======== STORED DATA ========

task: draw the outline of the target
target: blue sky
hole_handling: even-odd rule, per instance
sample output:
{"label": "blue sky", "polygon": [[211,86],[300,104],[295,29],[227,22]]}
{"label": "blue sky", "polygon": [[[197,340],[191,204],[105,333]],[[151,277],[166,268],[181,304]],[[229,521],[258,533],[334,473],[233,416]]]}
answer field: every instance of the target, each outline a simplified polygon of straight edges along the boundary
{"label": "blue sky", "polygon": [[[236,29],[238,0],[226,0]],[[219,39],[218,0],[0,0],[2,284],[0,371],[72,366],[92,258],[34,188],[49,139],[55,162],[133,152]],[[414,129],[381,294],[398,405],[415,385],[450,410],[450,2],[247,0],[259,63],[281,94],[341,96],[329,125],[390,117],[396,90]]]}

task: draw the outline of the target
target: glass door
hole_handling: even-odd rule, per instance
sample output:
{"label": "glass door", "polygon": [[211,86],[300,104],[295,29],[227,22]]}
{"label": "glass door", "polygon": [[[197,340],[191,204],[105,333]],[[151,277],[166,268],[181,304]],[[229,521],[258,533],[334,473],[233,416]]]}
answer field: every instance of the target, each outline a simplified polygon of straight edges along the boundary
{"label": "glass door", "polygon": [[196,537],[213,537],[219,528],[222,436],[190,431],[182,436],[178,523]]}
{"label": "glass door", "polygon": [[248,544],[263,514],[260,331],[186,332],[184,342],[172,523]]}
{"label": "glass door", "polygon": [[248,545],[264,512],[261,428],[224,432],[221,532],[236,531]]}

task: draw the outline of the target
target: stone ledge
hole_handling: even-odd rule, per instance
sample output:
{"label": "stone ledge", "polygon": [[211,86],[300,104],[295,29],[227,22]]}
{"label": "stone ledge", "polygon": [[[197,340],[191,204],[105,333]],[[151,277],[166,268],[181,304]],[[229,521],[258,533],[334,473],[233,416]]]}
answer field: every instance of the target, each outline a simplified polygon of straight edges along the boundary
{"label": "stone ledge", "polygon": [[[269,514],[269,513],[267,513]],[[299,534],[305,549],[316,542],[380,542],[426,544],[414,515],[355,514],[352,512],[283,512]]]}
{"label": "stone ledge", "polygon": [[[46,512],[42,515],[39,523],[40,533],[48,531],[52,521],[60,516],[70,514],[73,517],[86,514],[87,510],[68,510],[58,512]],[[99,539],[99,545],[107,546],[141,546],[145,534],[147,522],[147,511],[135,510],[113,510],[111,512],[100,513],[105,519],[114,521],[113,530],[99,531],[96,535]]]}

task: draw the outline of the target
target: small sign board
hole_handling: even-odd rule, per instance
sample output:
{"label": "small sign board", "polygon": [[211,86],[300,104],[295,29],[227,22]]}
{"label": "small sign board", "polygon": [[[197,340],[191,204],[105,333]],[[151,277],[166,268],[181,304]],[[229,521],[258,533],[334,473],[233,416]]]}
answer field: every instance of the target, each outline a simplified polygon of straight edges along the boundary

========

**TASK REQUIREMENTS**
Return the full listing exactly as written.

**ANSWER AREA**
task: draw the outline of the target
target: blue sky
hole_handling: even-odd rule, per instance
sample output:
{"label": "blue sky", "polygon": [[211,86],[300,104],[295,29],[227,22]]}
{"label": "blue sky", "polygon": [[[197,340],[191,204],[105,333]],[[151,277],[166,268],[181,304]],[[229,521],[258,533],[334,473],[233,416]]]}
answer field: every instance of the target, each outline a simplified polygon of straight edges along the boundary
{"label": "blue sky", "polygon": [[[236,29],[238,0],[226,0]],[[219,39],[218,0],[0,0],[2,284],[0,371],[72,366],[92,258],[34,188],[49,139],[55,162],[133,152]],[[414,129],[381,294],[398,405],[415,385],[450,410],[450,2],[247,0],[259,63],[281,94],[341,96],[329,125],[390,117],[396,90]]]}

task: draw the outline of the target
target: glass door
hole_handling: even-odd rule, per instance
sample output:
{"label": "glass door", "polygon": [[211,86],[300,104],[295,29],[227,22]]}
{"label": "glass door", "polygon": [[[197,340],[191,204],[105,333]],[[151,277],[166,268],[181,304]],[[229,521],[258,533],[334,473],[233,416]]]}
answer field: every instance of the target, each outline a simplified polygon of straight edges along the boundary
{"label": "glass door", "polygon": [[196,537],[213,537],[219,528],[222,436],[190,431],[182,436],[178,523]]}
{"label": "glass door", "polygon": [[248,544],[263,514],[260,331],[186,332],[184,342],[172,523]]}
{"label": "glass door", "polygon": [[248,545],[264,512],[261,428],[224,432],[221,532],[236,531]]}

task: draw the outline of the target
target: stone ledge
hole_handling: even-odd rule, per instance
sample output:
{"label": "stone ledge", "polygon": [[211,86],[300,104],[295,29],[227,22]]}
{"label": "stone ledge", "polygon": [[[197,340],[191,204],[105,333]],[[151,277],[166,268],[181,304]],[[229,521],[258,533],[334,473],[233,416]]]}
answer field: every instance of the target, each outline a simplified polygon of straight edges along the boundary
{"label": "stone ledge", "polygon": [[[269,514],[269,513],[267,513]],[[299,534],[305,549],[316,542],[380,542],[426,544],[414,515],[355,514],[352,512],[283,512]]]}
{"label": "stone ledge", "polygon": [[[46,512],[42,515],[39,523],[40,533],[48,531],[52,521],[60,516],[70,514],[73,517],[86,514],[87,510],[68,510],[58,512]],[[99,539],[99,545],[107,546],[141,546],[145,534],[147,522],[147,511],[135,510],[113,510],[111,512],[100,513],[105,519],[114,521],[113,530],[99,531],[96,535]]]}

task: draw the outline of the target
target: small sign board
hole_handling: even-odd rule, per instance
sample output:
{"label": "small sign board", "polygon": [[211,86],[300,104],[295,29],[227,22]]}
{"label": "small sign board", "polygon": [[[197,340],[191,204],[105,333]],[[151,277],[166,268],[181,304]],[[229,521],[258,533],[334,473],[233,416]]]}
answer field: every instance of the target, each outline a simplified polygon of straight edges along the boundary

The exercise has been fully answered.